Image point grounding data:

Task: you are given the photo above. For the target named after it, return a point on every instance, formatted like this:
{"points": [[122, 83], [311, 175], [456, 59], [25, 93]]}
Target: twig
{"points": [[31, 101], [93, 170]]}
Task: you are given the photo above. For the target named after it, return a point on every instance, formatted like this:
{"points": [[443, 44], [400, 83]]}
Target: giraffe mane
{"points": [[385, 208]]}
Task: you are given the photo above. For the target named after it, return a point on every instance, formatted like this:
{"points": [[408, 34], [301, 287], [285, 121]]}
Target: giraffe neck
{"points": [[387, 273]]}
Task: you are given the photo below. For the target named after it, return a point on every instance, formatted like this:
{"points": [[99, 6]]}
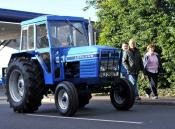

#### [YOUR OBJECTIVE]
Return, exactly as they stand, all of the lines above, but not the pictures.

#### [TASK RESPONSE]
Task: you are given the photo above. For the target named after it, return a point on every instance, formatted like this:
{"points": [[122, 83], [311, 175], [456, 59], [25, 93]]}
Target: twig
{"points": [[31, 101], [93, 170]]}
Task: you are given the photo above. For the target named after it, return a point on every instance, formatted like this:
{"points": [[443, 44], [400, 83]]}
Target: giraffe mane
{"points": [[385, 208]]}
Task: you are given the photo above. For the target named after it, return a point on every instance, formatted like this:
{"points": [[408, 34], [301, 287], [285, 121]]}
Target: giraffe neck
{"points": [[387, 273]]}
Task: you are given the photo below. For the target named after it, return a point on every instance, formatted like this:
{"points": [[99, 6]]}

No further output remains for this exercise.